Instructions to follow
Beginning with the line that contains "Field-scouting task: mark every instance of the green", extract each line through the end of the listing below, with no additions or omissions.

Material provided
★ ★ ★ ★ ★ ★ ★

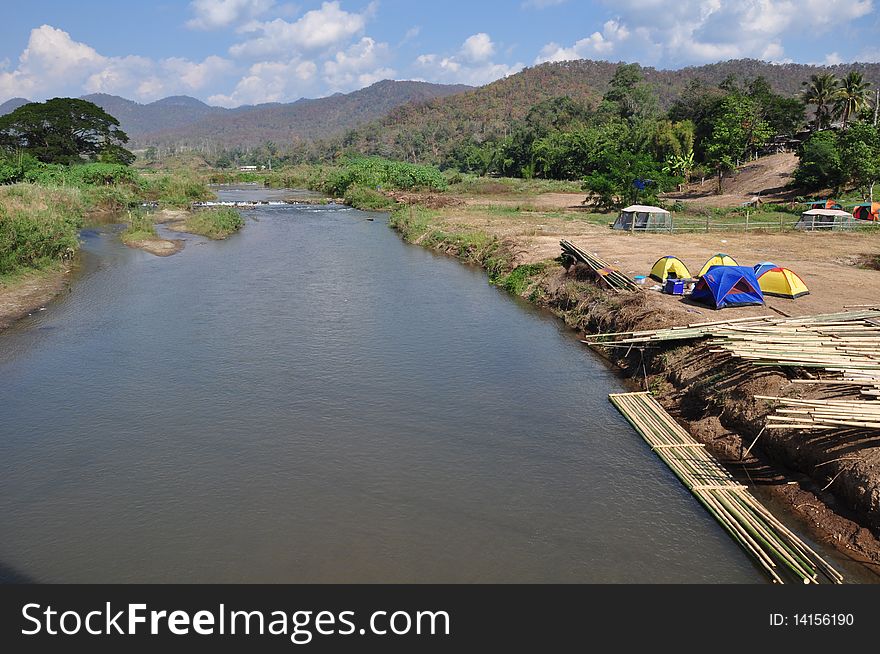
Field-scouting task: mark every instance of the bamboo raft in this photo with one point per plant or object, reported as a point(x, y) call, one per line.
point(828, 325)
point(822, 414)
point(612, 277)
point(758, 532)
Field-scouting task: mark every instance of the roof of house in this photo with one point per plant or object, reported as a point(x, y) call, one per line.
point(642, 208)
point(826, 212)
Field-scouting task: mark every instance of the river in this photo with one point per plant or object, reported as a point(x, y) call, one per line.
point(313, 400)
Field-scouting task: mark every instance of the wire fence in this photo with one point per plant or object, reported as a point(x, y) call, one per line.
point(783, 223)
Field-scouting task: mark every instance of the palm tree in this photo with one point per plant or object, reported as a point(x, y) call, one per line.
point(821, 91)
point(852, 96)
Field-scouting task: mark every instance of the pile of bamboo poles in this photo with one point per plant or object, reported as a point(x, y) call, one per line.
point(822, 414)
point(830, 326)
point(613, 278)
point(767, 540)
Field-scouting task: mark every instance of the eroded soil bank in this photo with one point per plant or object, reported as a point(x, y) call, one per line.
point(831, 485)
point(31, 291)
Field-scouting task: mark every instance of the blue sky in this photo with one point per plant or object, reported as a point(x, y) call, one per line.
point(233, 52)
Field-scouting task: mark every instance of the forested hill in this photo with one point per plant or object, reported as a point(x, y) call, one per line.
point(186, 121)
point(429, 131)
point(138, 119)
point(297, 122)
point(11, 105)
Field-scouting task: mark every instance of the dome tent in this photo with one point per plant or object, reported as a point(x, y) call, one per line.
point(825, 219)
point(728, 286)
point(643, 218)
point(669, 267)
point(718, 260)
point(782, 282)
point(762, 267)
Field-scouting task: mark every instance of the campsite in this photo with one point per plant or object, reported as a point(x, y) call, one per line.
point(342, 292)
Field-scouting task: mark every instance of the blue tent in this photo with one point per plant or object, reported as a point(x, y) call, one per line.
point(764, 266)
point(728, 286)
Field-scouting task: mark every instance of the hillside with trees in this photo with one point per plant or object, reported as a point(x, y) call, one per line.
point(431, 132)
point(295, 123)
point(182, 122)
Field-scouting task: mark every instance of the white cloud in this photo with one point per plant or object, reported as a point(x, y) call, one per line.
point(411, 34)
point(682, 32)
point(55, 64)
point(542, 4)
point(270, 81)
point(478, 48)
point(315, 30)
point(215, 14)
point(359, 66)
point(470, 65)
point(598, 44)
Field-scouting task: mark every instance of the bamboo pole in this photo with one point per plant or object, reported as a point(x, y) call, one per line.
point(761, 535)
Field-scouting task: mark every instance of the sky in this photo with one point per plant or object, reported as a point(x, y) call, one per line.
point(235, 52)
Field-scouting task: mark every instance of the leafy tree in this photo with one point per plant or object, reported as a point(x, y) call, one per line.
point(625, 178)
point(783, 115)
point(629, 96)
point(852, 96)
point(738, 130)
point(821, 92)
point(820, 165)
point(860, 156)
point(680, 165)
point(64, 131)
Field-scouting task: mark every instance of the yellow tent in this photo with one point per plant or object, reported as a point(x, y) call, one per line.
point(718, 260)
point(669, 267)
point(782, 282)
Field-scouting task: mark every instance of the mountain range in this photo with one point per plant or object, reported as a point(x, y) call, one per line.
point(429, 131)
point(186, 121)
point(395, 118)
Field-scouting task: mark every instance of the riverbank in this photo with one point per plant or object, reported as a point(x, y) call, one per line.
point(832, 495)
point(27, 292)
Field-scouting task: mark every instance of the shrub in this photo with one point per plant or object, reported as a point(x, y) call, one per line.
point(215, 223)
point(37, 225)
point(140, 227)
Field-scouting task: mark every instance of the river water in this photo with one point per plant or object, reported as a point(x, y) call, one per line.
point(313, 400)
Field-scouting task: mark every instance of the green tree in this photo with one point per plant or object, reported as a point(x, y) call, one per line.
point(821, 92)
point(625, 178)
point(820, 164)
point(783, 115)
point(65, 131)
point(629, 96)
point(852, 96)
point(860, 156)
point(738, 130)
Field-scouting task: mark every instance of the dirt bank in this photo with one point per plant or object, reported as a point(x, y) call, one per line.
point(161, 247)
point(31, 291)
point(831, 487)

★ ★ ★ ★ ★ ★ ★

Written reply
Field-scouting task: mark every instance of the green tree in this photo with one point per plant or object, reported as a point(x, y) call, one per line.
point(821, 92)
point(625, 178)
point(820, 164)
point(783, 115)
point(65, 131)
point(629, 96)
point(852, 96)
point(860, 156)
point(738, 130)
Field-scouting task: mark every instance of the dirt bank in this photo with one point per plant or object, reported as a point(x, y) call, one per line.
point(161, 247)
point(31, 291)
point(831, 487)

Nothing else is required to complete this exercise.